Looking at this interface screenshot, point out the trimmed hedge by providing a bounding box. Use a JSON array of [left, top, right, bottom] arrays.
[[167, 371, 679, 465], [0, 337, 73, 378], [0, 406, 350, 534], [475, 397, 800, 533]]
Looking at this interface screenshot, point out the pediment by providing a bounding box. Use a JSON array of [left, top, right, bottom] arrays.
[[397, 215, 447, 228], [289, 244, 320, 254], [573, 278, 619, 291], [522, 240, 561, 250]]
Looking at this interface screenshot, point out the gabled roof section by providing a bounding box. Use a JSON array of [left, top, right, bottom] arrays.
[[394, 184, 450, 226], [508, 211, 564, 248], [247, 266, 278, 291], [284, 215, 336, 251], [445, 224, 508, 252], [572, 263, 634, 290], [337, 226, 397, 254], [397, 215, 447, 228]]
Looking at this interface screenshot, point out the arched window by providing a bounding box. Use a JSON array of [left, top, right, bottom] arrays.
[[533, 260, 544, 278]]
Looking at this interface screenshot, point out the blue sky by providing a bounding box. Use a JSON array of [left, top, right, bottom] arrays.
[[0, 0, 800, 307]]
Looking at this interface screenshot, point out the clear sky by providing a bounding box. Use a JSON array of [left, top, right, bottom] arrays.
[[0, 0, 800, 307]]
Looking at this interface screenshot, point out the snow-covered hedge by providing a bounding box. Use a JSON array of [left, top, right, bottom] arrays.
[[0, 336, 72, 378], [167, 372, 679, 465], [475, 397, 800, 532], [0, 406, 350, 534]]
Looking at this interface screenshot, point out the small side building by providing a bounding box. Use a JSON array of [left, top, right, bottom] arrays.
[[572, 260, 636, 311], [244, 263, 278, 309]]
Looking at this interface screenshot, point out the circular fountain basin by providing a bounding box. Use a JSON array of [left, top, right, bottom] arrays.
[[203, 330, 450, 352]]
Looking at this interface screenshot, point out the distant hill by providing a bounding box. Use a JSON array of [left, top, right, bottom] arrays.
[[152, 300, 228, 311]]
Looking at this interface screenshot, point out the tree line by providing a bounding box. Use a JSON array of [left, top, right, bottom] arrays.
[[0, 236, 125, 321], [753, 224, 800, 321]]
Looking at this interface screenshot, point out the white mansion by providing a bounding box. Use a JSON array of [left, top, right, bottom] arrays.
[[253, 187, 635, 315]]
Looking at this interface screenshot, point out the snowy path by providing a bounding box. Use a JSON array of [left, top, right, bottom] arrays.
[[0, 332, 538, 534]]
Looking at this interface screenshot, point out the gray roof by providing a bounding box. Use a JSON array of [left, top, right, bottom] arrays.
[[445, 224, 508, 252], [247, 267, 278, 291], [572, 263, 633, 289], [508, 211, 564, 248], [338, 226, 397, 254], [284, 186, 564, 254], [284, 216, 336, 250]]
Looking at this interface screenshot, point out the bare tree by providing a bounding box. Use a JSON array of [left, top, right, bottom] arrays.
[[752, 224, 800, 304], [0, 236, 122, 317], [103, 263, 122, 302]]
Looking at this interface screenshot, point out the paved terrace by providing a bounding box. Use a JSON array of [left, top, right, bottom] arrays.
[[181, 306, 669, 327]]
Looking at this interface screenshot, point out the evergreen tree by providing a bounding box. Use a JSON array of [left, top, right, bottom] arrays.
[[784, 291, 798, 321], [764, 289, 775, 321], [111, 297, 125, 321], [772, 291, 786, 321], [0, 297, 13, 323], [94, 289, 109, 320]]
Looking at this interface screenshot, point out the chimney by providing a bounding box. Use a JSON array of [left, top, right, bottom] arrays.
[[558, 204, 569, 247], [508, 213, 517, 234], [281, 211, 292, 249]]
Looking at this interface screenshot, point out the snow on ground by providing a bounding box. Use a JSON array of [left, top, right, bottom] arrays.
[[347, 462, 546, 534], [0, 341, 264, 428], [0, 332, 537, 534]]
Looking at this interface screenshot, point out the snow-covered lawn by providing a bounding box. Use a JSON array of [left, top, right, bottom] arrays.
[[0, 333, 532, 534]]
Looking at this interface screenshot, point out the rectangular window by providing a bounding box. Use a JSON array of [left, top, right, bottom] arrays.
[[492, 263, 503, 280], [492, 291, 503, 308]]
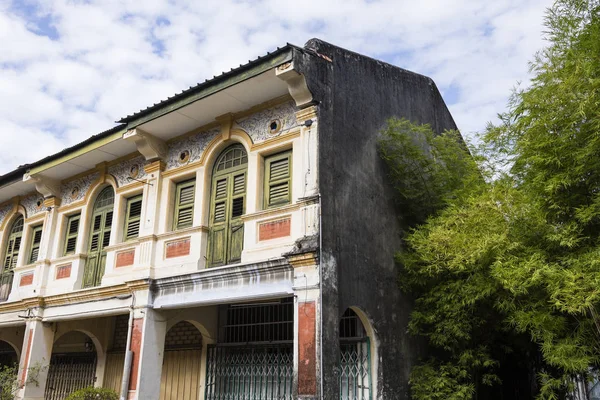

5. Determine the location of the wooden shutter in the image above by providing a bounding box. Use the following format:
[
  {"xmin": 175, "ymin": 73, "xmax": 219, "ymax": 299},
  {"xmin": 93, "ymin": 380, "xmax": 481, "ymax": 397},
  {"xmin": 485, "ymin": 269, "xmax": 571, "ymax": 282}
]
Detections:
[
  {"xmin": 29, "ymin": 225, "xmax": 42, "ymax": 264},
  {"xmin": 173, "ymin": 179, "xmax": 196, "ymax": 230},
  {"xmin": 264, "ymin": 151, "xmax": 292, "ymax": 208},
  {"xmin": 4, "ymin": 217, "xmax": 23, "ymax": 270},
  {"xmin": 63, "ymin": 214, "xmax": 81, "ymax": 255},
  {"xmin": 125, "ymin": 195, "xmax": 142, "ymax": 240}
]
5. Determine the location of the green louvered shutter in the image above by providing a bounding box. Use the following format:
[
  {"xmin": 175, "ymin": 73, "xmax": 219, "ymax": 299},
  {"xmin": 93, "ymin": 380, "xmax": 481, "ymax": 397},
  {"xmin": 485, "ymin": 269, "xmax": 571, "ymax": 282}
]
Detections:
[
  {"xmin": 125, "ymin": 195, "xmax": 142, "ymax": 240},
  {"xmin": 4, "ymin": 216, "xmax": 24, "ymax": 270},
  {"xmin": 173, "ymin": 179, "xmax": 196, "ymax": 230},
  {"xmin": 264, "ymin": 151, "xmax": 292, "ymax": 208},
  {"xmin": 63, "ymin": 214, "xmax": 81, "ymax": 256},
  {"xmin": 29, "ymin": 225, "xmax": 42, "ymax": 264}
]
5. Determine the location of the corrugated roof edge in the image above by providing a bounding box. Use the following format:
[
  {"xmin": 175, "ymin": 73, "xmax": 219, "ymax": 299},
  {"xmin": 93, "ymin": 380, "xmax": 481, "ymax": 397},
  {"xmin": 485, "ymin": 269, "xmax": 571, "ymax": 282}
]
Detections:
[
  {"xmin": 0, "ymin": 43, "xmax": 313, "ymax": 187},
  {"xmin": 0, "ymin": 124, "xmax": 127, "ymax": 187},
  {"xmin": 117, "ymin": 43, "xmax": 306, "ymax": 123}
]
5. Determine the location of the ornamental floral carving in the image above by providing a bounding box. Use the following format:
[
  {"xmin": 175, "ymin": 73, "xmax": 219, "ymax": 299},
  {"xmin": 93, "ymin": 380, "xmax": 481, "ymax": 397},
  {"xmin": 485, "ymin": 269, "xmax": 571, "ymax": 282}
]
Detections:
[
  {"xmin": 166, "ymin": 129, "xmax": 221, "ymax": 170},
  {"xmin": 21, "ymin": 193, "xmax": 44, "ymax": 218},
  {"xmin": 237, "ymin": 101, "xmax": 298, "ymax": 143},
  {"xmin": 60, "ymin": 172, "xmax": 100, "ymax": 205},
  {"xmin": 108, "ymin": 156, "xmax": 147, "ymax": 187}
]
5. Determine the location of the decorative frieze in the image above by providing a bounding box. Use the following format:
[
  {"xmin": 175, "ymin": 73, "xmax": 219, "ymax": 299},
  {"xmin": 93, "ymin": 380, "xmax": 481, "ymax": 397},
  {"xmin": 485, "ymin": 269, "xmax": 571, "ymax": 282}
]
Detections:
[
  {"xmin": 258, "ymin": 217, "xmax": 291, "ymax": 241},
  {"xmin": 60, "ymin": 172, "xmax": 100, "ymax": 205},
  {"xmin": 236, "ymin": 101, "xmax": 297, "ymax": 143},
  {"xmin": 115, "ymin": 249, "xmax": 135, "ymax": 268},
  {"xmin": 108, "ymin": 156, "xmax": 148, "ymax": 187},
  {"xmin": 21, "ymin": 193, "xmax": 44, "ymax": 218},
  {"xmin": 19, "ymin": 272, "xmax": 33, "ymax": 286},
  {"xmin": 0, "ymin": 203, "xmax": 13, "ymax": 226},
  {"xmin": 56, "ymin": 264, "xmax": 71, "ymax": 279},
  {"xmin": 166, "ymin": 128, "xmax": 221, "ymax": 170},
  {"xmin": 165, "ymin": 237, "xmax": 190, "ymax": 258}
]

※ ※ ※

Print the lines of the listing above verbatim, starting at the line that contains "Looking at this interface screenshot, point out the rectangular" and ending at the line that contains "[[492, 263, 503, 280], [492, 291, 503, 308]]", both included.

Looking at this interface screenshot, point out the rectangular window by providing a bounding box. Use a JSON array of [left, top, right, bottom] arrays.
[[492, 263, 503, 280], [492, 291, 503, 308]]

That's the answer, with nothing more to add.